### STORED ROWS
• • • • •
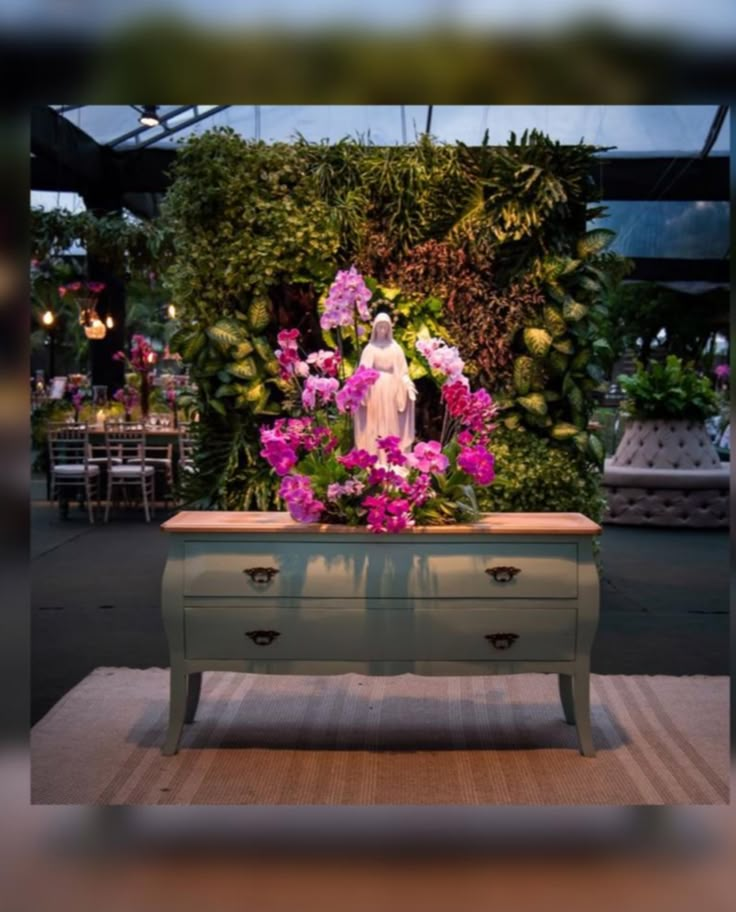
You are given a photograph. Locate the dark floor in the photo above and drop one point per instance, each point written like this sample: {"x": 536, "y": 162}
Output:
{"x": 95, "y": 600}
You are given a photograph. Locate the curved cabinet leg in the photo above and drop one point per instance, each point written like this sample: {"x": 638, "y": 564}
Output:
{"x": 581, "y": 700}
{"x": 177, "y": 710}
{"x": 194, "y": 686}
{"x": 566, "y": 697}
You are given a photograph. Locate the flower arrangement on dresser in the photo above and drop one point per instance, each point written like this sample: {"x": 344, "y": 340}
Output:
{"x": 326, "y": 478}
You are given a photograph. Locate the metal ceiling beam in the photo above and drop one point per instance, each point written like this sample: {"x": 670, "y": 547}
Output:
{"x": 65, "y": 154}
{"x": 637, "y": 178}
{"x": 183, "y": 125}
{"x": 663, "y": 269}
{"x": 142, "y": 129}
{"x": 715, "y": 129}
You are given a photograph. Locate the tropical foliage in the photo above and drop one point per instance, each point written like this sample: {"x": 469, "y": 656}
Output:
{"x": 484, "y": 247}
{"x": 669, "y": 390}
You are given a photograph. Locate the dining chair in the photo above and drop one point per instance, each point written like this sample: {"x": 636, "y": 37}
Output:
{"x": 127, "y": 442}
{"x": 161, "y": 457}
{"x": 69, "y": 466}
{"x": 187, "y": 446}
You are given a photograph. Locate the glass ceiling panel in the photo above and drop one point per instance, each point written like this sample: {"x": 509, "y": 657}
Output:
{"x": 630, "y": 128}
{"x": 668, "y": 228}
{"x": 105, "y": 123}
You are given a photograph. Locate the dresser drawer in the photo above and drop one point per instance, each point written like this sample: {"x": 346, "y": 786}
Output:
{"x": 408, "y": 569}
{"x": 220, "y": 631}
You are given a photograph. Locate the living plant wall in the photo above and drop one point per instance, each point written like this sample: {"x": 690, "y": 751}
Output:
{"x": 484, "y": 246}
• • • • •
### STATED PROBLEM
Recast the part of the data that opens with the line containing "You are given a photograph. Locate the living" and runs through the end of the data as a numbered list, leaving out any blank lines.

### CORRECT RESPONSE
1. You are given a photograph. Locate the living plant wall in the photo above and drop one point per instance, each point written like this sample: {"x": 690, "y": 751}
2. Output:
3. {"x": 484, "y": 246}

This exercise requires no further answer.